━━━ TASK MATERIAL ━━━

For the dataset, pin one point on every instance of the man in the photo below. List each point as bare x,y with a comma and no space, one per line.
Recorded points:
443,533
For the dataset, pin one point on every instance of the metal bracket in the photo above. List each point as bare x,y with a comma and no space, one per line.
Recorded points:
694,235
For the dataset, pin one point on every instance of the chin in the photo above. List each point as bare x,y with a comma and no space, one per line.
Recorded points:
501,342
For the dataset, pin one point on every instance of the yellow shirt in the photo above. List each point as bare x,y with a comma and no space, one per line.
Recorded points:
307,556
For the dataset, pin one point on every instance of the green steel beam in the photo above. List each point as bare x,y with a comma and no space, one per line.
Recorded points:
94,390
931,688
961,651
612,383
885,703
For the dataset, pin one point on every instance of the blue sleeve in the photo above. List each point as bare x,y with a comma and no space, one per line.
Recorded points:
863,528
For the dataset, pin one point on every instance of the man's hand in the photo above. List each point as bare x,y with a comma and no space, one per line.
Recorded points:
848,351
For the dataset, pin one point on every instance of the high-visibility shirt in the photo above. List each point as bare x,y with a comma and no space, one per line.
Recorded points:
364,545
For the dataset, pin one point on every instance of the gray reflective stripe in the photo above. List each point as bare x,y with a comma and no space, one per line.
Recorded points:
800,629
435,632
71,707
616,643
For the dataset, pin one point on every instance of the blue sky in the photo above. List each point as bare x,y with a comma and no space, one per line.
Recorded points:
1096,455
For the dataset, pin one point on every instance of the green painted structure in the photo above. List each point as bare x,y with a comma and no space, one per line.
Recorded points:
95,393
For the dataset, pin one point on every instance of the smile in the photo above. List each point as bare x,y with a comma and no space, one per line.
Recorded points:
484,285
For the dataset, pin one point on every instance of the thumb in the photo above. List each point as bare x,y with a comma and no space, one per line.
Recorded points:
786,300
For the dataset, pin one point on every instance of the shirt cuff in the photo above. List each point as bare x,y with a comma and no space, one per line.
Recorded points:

━━━

→ WORK REQUIRED
Print the listing above from its first line through the line with "of the yellow", and stop there.

→ EXPECTED ANSWER
For the dataset, pin one point on every instance of the man in the photo below. List each point as bare x,y with a comma and no space, one per line.
Recorded points:
443,533
For the dataset, pin one point on every instance of the metal bracket in the photo above. List each point as bare x,y with a comma and no space, one per line.
Recorded points:
694,235
For the dataset, pin one point on every instance of the chin in the photo above. List each point as bare x,y with a comma and no space, one per line.
Recorded points:
501,342
For the dataset, pin one point on every instance of the yellow shirt in the photo above. List each point as bare x,y with a comma and no space, one per line.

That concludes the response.